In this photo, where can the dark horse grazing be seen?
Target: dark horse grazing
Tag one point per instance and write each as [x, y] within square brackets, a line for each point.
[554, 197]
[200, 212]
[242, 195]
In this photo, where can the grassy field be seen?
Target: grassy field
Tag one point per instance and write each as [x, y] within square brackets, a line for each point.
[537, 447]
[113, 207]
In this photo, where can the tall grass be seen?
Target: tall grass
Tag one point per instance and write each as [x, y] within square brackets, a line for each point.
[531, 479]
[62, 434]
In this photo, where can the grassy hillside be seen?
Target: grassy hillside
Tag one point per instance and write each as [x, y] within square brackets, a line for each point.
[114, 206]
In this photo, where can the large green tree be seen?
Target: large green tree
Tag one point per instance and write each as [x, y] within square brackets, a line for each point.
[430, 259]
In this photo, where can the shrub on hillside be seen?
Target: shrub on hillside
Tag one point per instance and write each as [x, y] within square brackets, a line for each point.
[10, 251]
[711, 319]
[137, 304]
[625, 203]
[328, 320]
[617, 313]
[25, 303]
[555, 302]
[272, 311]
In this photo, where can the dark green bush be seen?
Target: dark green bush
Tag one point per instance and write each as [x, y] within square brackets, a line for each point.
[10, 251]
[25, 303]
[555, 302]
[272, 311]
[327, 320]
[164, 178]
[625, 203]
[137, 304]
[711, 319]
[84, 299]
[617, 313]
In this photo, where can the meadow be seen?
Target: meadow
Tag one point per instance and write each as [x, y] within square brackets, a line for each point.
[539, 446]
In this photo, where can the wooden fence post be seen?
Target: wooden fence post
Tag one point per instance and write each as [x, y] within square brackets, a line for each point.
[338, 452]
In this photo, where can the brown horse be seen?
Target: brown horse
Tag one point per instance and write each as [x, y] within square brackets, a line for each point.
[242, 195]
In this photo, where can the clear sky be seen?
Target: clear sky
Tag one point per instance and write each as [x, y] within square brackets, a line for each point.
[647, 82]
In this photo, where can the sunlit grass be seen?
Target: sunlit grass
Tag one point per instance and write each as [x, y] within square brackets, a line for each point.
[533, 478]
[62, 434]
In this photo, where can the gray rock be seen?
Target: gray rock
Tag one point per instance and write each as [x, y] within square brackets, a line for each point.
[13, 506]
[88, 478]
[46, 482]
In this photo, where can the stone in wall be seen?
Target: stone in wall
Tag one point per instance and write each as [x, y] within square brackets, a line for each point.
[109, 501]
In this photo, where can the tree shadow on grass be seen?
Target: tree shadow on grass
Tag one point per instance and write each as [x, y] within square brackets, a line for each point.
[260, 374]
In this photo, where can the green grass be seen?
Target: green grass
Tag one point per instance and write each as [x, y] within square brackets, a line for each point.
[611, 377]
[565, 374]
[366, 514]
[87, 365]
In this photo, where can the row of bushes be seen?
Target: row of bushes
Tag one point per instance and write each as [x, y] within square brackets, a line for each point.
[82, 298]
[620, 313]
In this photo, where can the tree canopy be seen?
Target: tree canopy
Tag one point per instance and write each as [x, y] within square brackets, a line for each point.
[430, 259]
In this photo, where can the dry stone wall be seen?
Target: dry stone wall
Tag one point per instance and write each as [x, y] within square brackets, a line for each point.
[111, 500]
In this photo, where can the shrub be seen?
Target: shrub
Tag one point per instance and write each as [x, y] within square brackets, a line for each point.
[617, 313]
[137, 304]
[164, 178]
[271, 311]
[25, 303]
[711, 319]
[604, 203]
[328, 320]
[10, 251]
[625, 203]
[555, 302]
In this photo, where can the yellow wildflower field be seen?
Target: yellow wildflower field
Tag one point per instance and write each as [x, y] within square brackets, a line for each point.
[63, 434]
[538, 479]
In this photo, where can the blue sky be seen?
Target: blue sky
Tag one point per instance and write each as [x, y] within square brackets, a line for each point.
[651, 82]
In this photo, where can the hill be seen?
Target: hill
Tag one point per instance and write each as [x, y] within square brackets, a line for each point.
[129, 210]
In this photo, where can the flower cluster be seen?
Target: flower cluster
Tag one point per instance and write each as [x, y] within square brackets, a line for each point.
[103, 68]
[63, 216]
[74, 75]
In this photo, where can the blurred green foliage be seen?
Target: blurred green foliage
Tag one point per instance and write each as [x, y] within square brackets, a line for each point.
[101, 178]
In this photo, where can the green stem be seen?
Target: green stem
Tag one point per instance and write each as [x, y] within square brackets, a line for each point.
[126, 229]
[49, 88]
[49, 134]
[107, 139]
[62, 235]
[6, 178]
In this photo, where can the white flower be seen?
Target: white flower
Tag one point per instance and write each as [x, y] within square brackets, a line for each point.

**WHAT TO DO:** Reproduce the listing in full. Keep it exactly as written.

**RIGHT ANSWER:**
In this photo, where can the dark horse grazing be seen?
Target: dark horse grazing
Tag one point per instance and write each as [x, y] within square brackets, a line for each point.
[554, 197]
[200, 212]
[242, 195]
In this photo, where can the grassy field be seen?
Target: grassy field
Tag one point per instance and write each as [x, y] within square brackets, a line for each point.
[537, 447]
[113, 207]
In this photo, where can the tall grass be seen?
Target: tall grass
Tag one point per instance and write each as [x, y] within square brackets, a line for each point.
[531, 479]
[62, 434]
In this photo, where can the grassy hillside be seen?
Target: grassy hillside
Tag one point per instance and write each as [x, y] within square brackets, a line for each point.
[114, 206]
In this photo, where can the large green tree be seen?
Target: large green tree
Tag one point per instance and write each as [x, y] within square brackets, a line for each point.
[430, 259]
In this photo, where can the shrub on hillside be seen?
Target: shrub on hillside
Tag one point per instance and write each as [x, y] within square brackets, a line for each point.
[10, 251]
[711, 319]
[137, 304]
[625, 203]
[328, 320]
[617, 313]
[25, 303]
[555, 302]
[272, 311]
In this photo, where can the dark green bush be seen?
Target: dark green bush
Tag one point per instance and write each as [x, y] within square brackets, a line for each point.
[10, 251]
[25, 303]
[555, 302]
[272, 311]
[327, 320]
[164, 178]
[625, 203]
[137, 304]
[711, 319]
[84, 299]
[617, 313]
In this photo, where can the meadow be seen?
Target: meadow
Tag one point per instance and write each as [x, y] within square brackets, a line for each point.
[539, 446]
In this photo, where can the wooden fence post be seen?
Target: wooden fence post
Tag one point per instance and write each as [x, y] within square brackets, a line for each point.
[338, 452]
In this photo, where can the brown horse be seen?
Target: brown horse
Tag one point per instance and write each as [x, y] within square brackets, a line for each point.
[242, 195]
In this photo, where can the clear sky be seen?
Target: clear sky
Tag one point per instance and write each as [x, y] within square brackets, a line for each point.
[647, 82]
In this photo, where can the sunlit grass be seen?
Target: sunlit grass
Tag one point per instance and write each as [x, y] within square brackets, a line for each point.
[533, 478]
[62, 434]
In this photo, where can the gray rock be seen?
Target: gray rock
Tag one point per instance and write each as [x, y] within square brackets, a line for each point.
[13, 506]
[88, 478]
[46, 482]
In this photo, where can the stone in wall be seen?
Target: stone in wall
Tag one point per instance and write each as [x, y] within square brackets, a line for each point.
[109, 501]
In this photo, where can the tree shadow on grass be seen?
Target: tree shadow on grass
Tag one point per instance and write each as [x, y] within square brackets, a line for each point.
[260, 374]
In this photo, where can the green grass be seen?
Target: green grass
Tag one point per instance and write each as [x, y] within square brackets, a line for each point.
[611, 377]
[565, 374]
[366, 514]
[87, 365]
In this photo, where can the row of bushes be seen?
Target: row of bushes
Tag one point per instance and write each as [x, y] within square brackets, a line for each point.
[82, 298]
[620, 313]
In this photo, where can the tree canopy be seen?
Target: tree canopy
Tag one point per instance and write each as [x, y] within square brackets, a line for each point.
[430, 259]
In this photo, where can the dry stone wall be seen?
Target: dry stone wall
Tag one point per instance and write each as [x, y] within square brackets, a line for each point.
[111, 500]
In this photo, where can the shrub be seen?
Target: shrub
Tag one point per instance and write each as [x, y] within square brackets, a line for each point.
[617, 313]
[137, 304]
[164, 178]
[271, 311]
[25, 303]
[711, 319]
[604, 203]
[328, 320]
[10, 251]
[625, 203]
[555, 302]
In this photo, where can the yellow wildflower field be seen?
Target: yellow wildflower field
Tag one point per instance and write each as [x, y] within square brackets, a line for each point.
[63, 434]
[538, 479]
In this photo, where can the blue sky be seen?
Target: blue sky
Tag one point per instance and write each as [x, y] within square brackets, a line for each point.
[651, 82]
In this photo, where can the hill be seen?
Target: hill
Tag one point per instance and write each as [x, y] within square brackets, a line for each point.
[129, 210]
In this photo, where can the flower cluster be seen?
Target: flower cluster
Tag one point per instance and write each as [x, y] within square brackets, a line for each point.
[103, 68]
[63, 216]
[74, 75]
In this photo, where can the blurred green foliage be seen?
Target: blurred green foliage
Tag one point per instance and write each as [x, y] within square brackets, a line for each point.
[101, 178]
In this photo, where can the green stem be seen?
Target: green stem
Tag one point per instance and write each as [x, y] within square brackets, a line for each point.
[126, 229]
[49, 88]
[49, 134]
[107, 139]
[62, 235]
[6, 178]
In this photo, where can the white flower be seen?
Target: white flower
Tag one point per instance and write each as [x, y] within square brackets, a line for each point.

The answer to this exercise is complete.